EXERCISE REQUIREMENTS ▸
Answer these questions using the passage on the Workout app below:
(a) In what year was the watch purchased?
(b) Which two workouts are done most often at home?
(c) Which two choices move to the top of the Workouts list during the vacation in Anguilla?

PAGE ▸
┌────────

In 2017, I purchased an Apple Watch. It has improved my life in many ways. In particular, it’s become an essential tool for supporting my desire to exercise daily. The watch’s Workout app tracks my exercise. All I need to do is to tell it what kind of exercise I’m about to start and leave the app running until the exercise is over.

To pick the right exercise, the watch shows a scrollable list. Here’s what I saw today when I tapped the app:

examples of unlearning Right now I’m living at home, and the two workouts I do most often are my daily outdoor run and yoga. So it’s convenient that these options are the first two I see.

This happens because the Workout app learns over time which workouts I use and, to quote from Apple support: “As you use the Workout app over time, the order of workouts is changed automatically to reflect your usage.

The Workout app learns my preferences and adjusts its display to show me the most likely workouts first.

My environment changes

Almost every year, I vacation in Anguilla, typically for three weeks. My exercise program there is different. I don’t run (it’s too hot for me!) but I walk daily, followed by a pool swim.

After a few days, the Workout app unlearns my most common home-based exercises and relearns my new routine, replacing the top two items on the Workouts list with the Outdoor Walk and Pool Swim choices.

For the remainder of my vacation, these two options stay at the top of the list.

Alas, all good things come to an end. On returning home, the Workout app unlearns my Anguilla routine and relearns my home routine.

└────────

[Entries pointing to labeled objects]
┌────────

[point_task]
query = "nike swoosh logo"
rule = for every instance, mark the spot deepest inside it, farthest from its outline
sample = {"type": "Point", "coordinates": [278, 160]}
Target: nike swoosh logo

└────────

RESULT ▸
(a) 2017
(b) The daily outdoor run and yoga
(c) Outdoor Walk and Pool Swim